Reproduce every entry below with "Annotate any visible" replaced by "Label every visible" throughout, leaving all other text unchanged. Omit the pictures from your answer.

--- BEGIN ---

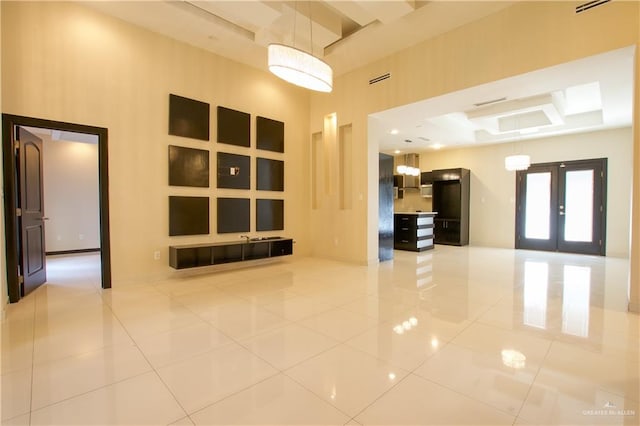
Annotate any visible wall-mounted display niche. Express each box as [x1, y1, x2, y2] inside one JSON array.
[[256, 116, 284, 152], [256, 157, 284, 191], [169, 145, 209, 188], [169, 94, 209, 141], [169, 196, 209, 236], [217, 198, 251, 234], [217, 152, 251, 189], [256, 198, 284, 231], [217, 106, 251, 147]]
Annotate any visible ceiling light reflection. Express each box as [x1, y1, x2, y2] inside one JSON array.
[[393, 317, 418, 334], [501, 349, 527, 369]]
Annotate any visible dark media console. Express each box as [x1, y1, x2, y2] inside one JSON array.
[[169, 237, 293, 269]]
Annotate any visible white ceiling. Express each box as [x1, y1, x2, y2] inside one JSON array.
[[371, 47, 634, 154], [81, 0, 512, 75], [77, 0, 633, 153]]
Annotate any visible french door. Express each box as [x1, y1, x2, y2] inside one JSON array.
[[515, 158, 607, 256]]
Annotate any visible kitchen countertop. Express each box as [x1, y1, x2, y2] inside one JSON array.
[[393, 212, 438, 215]]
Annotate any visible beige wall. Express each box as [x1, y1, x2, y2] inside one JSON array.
[[2, 2, 311, 285], [0, 2, 9, 312], [310, 1, 640, 263], [420, 128, 633, 257], [40, 135, 100, 252], [310, 1, 640, 306]]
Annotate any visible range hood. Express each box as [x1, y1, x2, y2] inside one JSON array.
[[396, 154, 420, 189]]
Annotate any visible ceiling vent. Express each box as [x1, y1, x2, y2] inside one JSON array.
[[576, 0, 611, 13], [369, 72, 391, 84], [473, 97, 507, 107]]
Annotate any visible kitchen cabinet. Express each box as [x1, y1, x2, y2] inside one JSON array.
[[432, 168, 471, 246], [393, 212, 435, 251]]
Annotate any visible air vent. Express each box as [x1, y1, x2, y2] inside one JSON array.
[[369, 72, 391, 84], [473, 97, 507, 106], [576, 0, 611, 13]]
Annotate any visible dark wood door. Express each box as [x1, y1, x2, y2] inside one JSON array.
[[516, 159, 607, 256], [17, 127, 47, 296], [558, 159, 607, 256], [516, 164, 558, 251]]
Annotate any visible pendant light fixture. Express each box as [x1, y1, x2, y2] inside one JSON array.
[[268, 2, 333, 92]]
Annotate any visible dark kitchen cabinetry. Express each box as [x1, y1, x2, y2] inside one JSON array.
[[432, 168, 471, 246], [393, 213, 434, 251]]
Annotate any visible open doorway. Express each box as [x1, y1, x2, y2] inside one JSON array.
[[2, 114, 111, 303]]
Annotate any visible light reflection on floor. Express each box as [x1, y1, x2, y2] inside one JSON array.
[[0, 245, 640, 425]]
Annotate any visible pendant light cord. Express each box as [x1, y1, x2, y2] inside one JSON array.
[[307, 2, 313, 56], [293, 1, 298, 47]]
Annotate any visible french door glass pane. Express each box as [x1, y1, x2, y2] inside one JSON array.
[[564, 170, 593, 242], [524, 172, 551, 240], [562, 265, 591, 337]]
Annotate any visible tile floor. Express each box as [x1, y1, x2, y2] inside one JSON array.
[[0, 246, 640, 425]]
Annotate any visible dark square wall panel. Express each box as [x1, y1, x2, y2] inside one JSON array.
[[256, 157, 284, 191], [256, 117, 284, 152], [169, 145, 209, 188], [169, 196, 209, 236], [169, 94, 209, 141], [218, 198, 251, 234], [217, 152, 251, 189], [256, 199, 284, 231], [218, 106, 251, 147]]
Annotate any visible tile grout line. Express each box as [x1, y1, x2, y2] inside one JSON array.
[[29, 288, 38, 424], [514, 339, 556, 424], [104, 296, 193, 423]]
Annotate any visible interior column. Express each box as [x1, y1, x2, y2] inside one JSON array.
[[629, 42, 640, 313]]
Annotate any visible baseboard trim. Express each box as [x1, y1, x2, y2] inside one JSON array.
[[45, 248, 100, 256]]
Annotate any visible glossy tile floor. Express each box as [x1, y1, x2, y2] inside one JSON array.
[[1, 246, 640, 425]]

--- END ---

■ **RESPONSE**:
Label every visible wall-mounted display niche. Express each box as [x1, y1, x2, y2] inside one JSON array.
[[256, 116, 284, 152], [256, 157, 284, 191], [169, 145, 209, 188], [169, 94, 209, 141], [169, 196, 209, 236], [217, 198, 251, 234], [217, 152, 251, 189], [256, 198, 284, 231], [217, 106, 251, 147]]
Label every visible ceiling light reflection. Express each box as [x1, y1, x2, y2] inside one JSON array.
[[393, 317, 418, 334], [501, 349, 527, 369]]
Label every visible dark media console. Express each box as [x1, y1, x2, y2] inside one JSON array.
[[169, 237, 293, 269]]
Label every visible white ceiling. Express each box as [x1, y1, x2, y2] inside one JSON array.
[[371, 47, 634, 154], [81, 0, 512, 75], [77, 0, 633, 153]]
Label every visible french door. Express each box as [x1, y1, x2, y2] inside one JSON array.
[[515, 158, 607, 256]]
Label every visible kitchen countertop. Express each box as [x1, y1, x2, y2] inside one JSON array.
[[393, 212, 438, 215]]
Label every visible beige wall. Express each box as [x1, y1, x2, y2] inside one JSON array.
[[2, 2, 311, 285], [0, 2, 9, 312], [310, 1, 640, 263], [420, 128, 633, 257], [40, 135, 100, 252], [310, 1, 640, 306]]
Label every visible range hood. Express each box as [x1, y1, x2, y2] inside one JSON array.
[[396, 154, 420, 189]]
Label every visible ceiling vent. Express each box as [x1, y1, x2, y2] inside one JSON array.
[[576, 0, 611, 13], [369, 72, 391, 84], [473, 97, 507, 107]]
Label every visible kitchen cabinet. Express each box as [x1, y1, x2, y2] inside one JSON array.
[[432, 168, 471, 246], [393, 212, 435, 251]]
Label every visible air vent. Express each box as [x1, y1, x2, y2] inside one JSON array.
[[369, 72, 391, 84], [473, 97, 507, 106], [576, 0, 611, 13]]
Label every visible dark wood door. Express each box as [x1, y1, x2, y2] inside one JSON array.
[[516, 159, 607, 256], [17, 127, 47, 296], [558, 159, 607, 256], [516, 164, 558, 251]]
Label every visible pendant light fixture. Express each box as [x1, y1, x2, y2] inside one JSON array.
[[268, 2, 333, 92]]
Label every visible dark kitchen cabinetry. Express each box as [x1, y1, x2, y2] inside one JSON array.
[[432, 168, 471, 246], [393, 213, 434, 251]]
Label every visible open doorway. Express each box as [x1, y1, x2, y2] inside one JSON array.
[[2, 114, 111, 303]]
Label every visible light reflection on floor. Express each box as [x1, y1, x2, y2] inside one JSON array.
[[0, 245, 640, 425]]
Label every visible pendant light cord. Express each box as [x1, y1, x2, y2] inside one JSON array.
[[307, 2, 313, 56], [293, 1, 298, 47]]
Label every visible french door glass pane. Express each box as [x1, y1, x2, y2] inside one JSON array.
[[564, 170, 593, 242], [524, 172, 551, 240], [562, 265, 591, 337]]
Label every visible tile floor. Express each box as [x1, y1, x2, y2] inside one JSON array.
[[0, 246, 640, 425]]
Label every visible dark square wall panel. Express each box as [x1, y1, x2, y2] inside one JSON array.
[[256, 157, 284, 191], [256, 117, 284, 152], [169, 145, 209, 188], [169, 196, 209, 236], [169, 94, 209, 141], [218, 198, 251, 234], [217, 152, 251, 189], [256, 199, 284, 231], [218, 106, 251, 147]]
Label every visible tile grout line. Express each box as [x1, y1, x2, y2] inside one JSON array.
[[29, 288, 38, 424], [514, 339, 556, 424], [104, 296, 193, 423]]
Label every visible interior column. Express each box as [x1, y1, x2, y2] inside one JSON array.
[[629, 42, 640, 313]]
Label every visible baseboard trim. Express each box as [x1, y1, x2, y2] inside one JSON array.
[[45, 248, 100, 256]]
Label every visible glossy tile floor. Express each box as [x1, y1, x2, y2] inside one JSON array.
[[1, 246, 640, 425]]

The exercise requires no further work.